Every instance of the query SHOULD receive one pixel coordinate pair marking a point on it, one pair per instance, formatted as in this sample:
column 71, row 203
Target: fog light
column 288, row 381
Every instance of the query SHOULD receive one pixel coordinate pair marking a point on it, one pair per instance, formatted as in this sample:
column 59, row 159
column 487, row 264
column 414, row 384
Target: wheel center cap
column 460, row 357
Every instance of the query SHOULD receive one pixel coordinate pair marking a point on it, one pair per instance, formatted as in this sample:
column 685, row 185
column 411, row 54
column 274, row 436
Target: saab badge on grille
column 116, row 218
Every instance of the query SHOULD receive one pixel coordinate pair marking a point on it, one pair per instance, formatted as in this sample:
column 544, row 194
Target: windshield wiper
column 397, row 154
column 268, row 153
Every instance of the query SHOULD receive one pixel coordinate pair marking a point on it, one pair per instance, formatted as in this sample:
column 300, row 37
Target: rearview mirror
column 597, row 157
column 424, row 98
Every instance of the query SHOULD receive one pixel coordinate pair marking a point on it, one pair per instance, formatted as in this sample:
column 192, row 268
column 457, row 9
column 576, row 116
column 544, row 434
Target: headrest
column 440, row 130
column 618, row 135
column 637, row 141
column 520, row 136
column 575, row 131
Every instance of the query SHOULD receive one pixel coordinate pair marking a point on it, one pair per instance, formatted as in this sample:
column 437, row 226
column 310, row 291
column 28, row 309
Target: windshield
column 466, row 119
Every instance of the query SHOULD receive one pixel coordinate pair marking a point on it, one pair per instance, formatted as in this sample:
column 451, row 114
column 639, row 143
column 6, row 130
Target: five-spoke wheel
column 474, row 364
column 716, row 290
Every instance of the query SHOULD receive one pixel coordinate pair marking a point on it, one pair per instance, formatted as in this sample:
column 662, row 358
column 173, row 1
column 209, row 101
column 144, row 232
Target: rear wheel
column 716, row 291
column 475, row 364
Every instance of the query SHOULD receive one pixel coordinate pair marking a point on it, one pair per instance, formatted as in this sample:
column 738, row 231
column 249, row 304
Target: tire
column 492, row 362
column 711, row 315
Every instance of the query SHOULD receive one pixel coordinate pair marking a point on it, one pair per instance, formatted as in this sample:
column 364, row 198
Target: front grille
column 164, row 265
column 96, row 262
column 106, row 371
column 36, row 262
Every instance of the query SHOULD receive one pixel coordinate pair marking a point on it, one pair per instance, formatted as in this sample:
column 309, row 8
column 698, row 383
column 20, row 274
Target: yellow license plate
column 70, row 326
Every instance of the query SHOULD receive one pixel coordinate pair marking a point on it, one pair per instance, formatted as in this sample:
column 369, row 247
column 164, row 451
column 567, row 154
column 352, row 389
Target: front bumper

What you have to do: A verbatim copy of every entry is required.

Result:
Every instance of the query SHOULD receive one pixel coordinate pair marking a point on it, one pair per instance, formatted as in this sample:
column 71, row 203
Target: fog light
column 288, row 381
Every instance of the query SHOULD receive one pixel coordinate pair marking a point on it, one pair per instance, formatted as in this sample:
column 59, row 159
column 487, row 264
column 414, row 384
Target: wheel center cap
column 460, row 357
Every instance of the query SHOULD receive one pixel coordinate pair marking a point on it, one pair per instance, formatted as in this sample:
column 685, row 185
column 411, row 54
column 274, row 436
Target: saab badge on grille
column 116, row 218
Every instance of the query SHOULD receive one pixel coordinate pair marking a point on it, one pair per instance, formatted as in this sample:
column 544, row 194
Target: windshield wiper
column 397, row 154
column 268, row 153
Every instance of the query SHOULD receive one pixel coordinate pair marking a point on it, one pair per instance, formatted as in this sample:
column 300, row 37
Target: rearview mirror
column 597, row 157
column 424, row 98
Every instance of the query SHOULD receive one pixel coordinate pair marking a point on it, one pair per instance, formatted as in this sample:
column 192, row 268
column 457, row 9
column 576, row 116
column 544, row 434
Target: headrest
column 440, row 130
column 618, row 135
column 637, row 141
column 520, row 136
column 575, row 131
Every instance of the query SHOULD receive one pixel coordinate pair marking a point on it, one pair per instance, formatted as in this sample:
column 437, row 226
column 310, row 291
column 28, row 309
Target: windshield
column 466, row 119
Every instance of the query SHOULD receive one pixel coordinate pair marking a point on it, one pair per instance, formatted as in this sample:
column 451, row 114
column 639, row 143
column 6, row 130
Target: five-spoke wheel
column 474, row 364
column 716, row 290
Every instance of the query SHOULD receive one pixel coordinate pair marking a point on it, one pair per instance, formatted as in this sample:
column 662, row 358
column 173, row 1
column 209, row 101
column 144, row 232
Target: rear wheel
column 716, row 291
column 475, row 364
Every instance of the query SHOULD receive one pixel coordinate pair marking a point on it, one pair per instance, formatted as in this sample:
column 738, row 231
column 249, row 304
Target: tire
column 492, row 362
column 711, row 315
Every instance of the query SHOULD receive one pixel coordinate pair marking a point on it, one pair per instance, formatted as in this sample:
column 364, row 198
Target: front grille
column 164, row 265
column 96, row 262
column 106, row 371
column 36, row 262
Every instance of the query SHOULD receive one pixel coordinate pair marking a point on it, one pair per instance, formatted as in this sample:
column 309, row 8
column 698, row 383
column 20, row 274
Target: yellow license plate
column 70, row 326
Every instance of the query SHOULD receive one pixel coordinate pair marking a point on it, one pair per instance, formatted as in this sample:
column 369, row 247
column 164, row 451
column 567, row 154
column 352, row 389
Target: front bumper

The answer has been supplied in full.